» **Work required**:
Can you restate the records below word for word?

BEGIN Record list

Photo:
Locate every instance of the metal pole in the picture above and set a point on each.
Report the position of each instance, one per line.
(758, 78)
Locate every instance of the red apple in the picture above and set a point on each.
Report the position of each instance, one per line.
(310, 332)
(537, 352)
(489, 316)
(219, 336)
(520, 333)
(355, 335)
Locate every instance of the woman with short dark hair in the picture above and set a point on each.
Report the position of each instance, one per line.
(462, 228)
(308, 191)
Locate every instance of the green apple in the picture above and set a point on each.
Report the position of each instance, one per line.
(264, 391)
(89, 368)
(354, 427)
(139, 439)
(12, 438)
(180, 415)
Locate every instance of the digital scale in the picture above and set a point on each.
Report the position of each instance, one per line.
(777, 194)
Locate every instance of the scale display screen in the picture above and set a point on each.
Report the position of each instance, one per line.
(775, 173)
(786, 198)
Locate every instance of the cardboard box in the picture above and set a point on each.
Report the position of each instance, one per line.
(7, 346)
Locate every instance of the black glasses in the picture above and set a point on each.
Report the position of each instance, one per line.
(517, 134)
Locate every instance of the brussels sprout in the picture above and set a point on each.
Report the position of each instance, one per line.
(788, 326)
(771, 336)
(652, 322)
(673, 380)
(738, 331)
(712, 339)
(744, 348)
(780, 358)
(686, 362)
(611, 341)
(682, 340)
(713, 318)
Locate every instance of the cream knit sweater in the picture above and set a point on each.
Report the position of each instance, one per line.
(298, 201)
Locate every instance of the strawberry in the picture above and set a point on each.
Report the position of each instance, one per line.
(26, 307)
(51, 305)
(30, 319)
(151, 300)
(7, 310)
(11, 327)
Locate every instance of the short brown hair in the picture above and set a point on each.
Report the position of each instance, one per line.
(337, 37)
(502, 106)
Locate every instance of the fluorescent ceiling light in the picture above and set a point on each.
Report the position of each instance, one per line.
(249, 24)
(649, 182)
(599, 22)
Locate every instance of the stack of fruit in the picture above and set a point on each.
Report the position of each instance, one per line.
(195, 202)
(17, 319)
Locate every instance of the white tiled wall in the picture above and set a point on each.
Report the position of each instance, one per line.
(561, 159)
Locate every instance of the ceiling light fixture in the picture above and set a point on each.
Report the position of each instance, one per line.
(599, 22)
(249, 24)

END Record list

» **Response to this exercise**:
Photo:
Locate every instance of the metal pole in the picture above and set a point on each.
Report the position of each instance, one per line.
(758, 78)
Locate every instance of the red apple in the picture above and set a point on each.
Report the position of each instance, one per line.
(310, 332)
(537, 352)
(489, 316)
(219, 336)
(520, 333)
(355, 335)
Locate every instance of the woman with short dark hair in the picture above and set a point on each.
Report the position of each instance, one per line.
(462, 228)
(308, 191)
Locate every instance of the green apple in the picture above and set a point on each.
Report the position of each instance, one per line.
(264, 391)
(89, 368)
(354, 427)
(139, 439)
(12, 438)
(180, 415)
Locate every instance of the digital scale in the picture above and set a point on each.
Report the position of each instance, one per line.
(777, 194)
Locate every instance of the scale display screen in the picture above and set a point on each.
Report the position of each instance, one per line.
(775, 173)
(786, 198)
Locate every instance of the cardboard box in the picture above and set a point on each.
Report the position of each instance, one per line.
(7, 346)
Locate every instance of the black glasses in the picture above and set a point on each.
Report the position of each instance, one per line.
(517, 134)
Locate every instance of the brussels sprout in the picture above and set a point on each.
Report the position of each instance, one per line.
(788, 326)
(771, 336)
(652, 322)
(673, 380)
(738, 331)
(712, 339)
(744, 348)
(780, 358)
(686, 362)
(611, 341)
(682, 340)
(713, 318)
Locate every instance of the cream knit sweater in the picture above and set a point on each.
Report the position of each instance, one per line.
(298, 201)
Locate every instance of the strawberry in the picture above and set a point on each.
Report the position of each instance, one per line.
(26, 307)
(51, 305)
(30, 319)
(151, 300)
(7, 310)
(11, 327)
Locate every instance of the short brown hair in the picture above and set a point on each.
Report the position of each instance, one per line.
(337, 37)
(502, 106)
Locate every instance of the fluorescent ceiling light in the picture above and set a point on each.
Report the position of each instance, one per line.
(249, 24)
(649, 182)
(599, 22)
Locate every instance of the stack of fruit in the picture above and set a point on each.
Report the position of each instance, one per line.
(195, 202)
(17, 319)
Locate every instance of the white tiled wall in the picture above and set a point on each.
Report the position of each instance, one per line.
(561, 159)
Locate every instance of the ceiling light fixture in the picture above and set a point on each.
Report the position of each instance, one per line.
(599, 22)
(249, 24)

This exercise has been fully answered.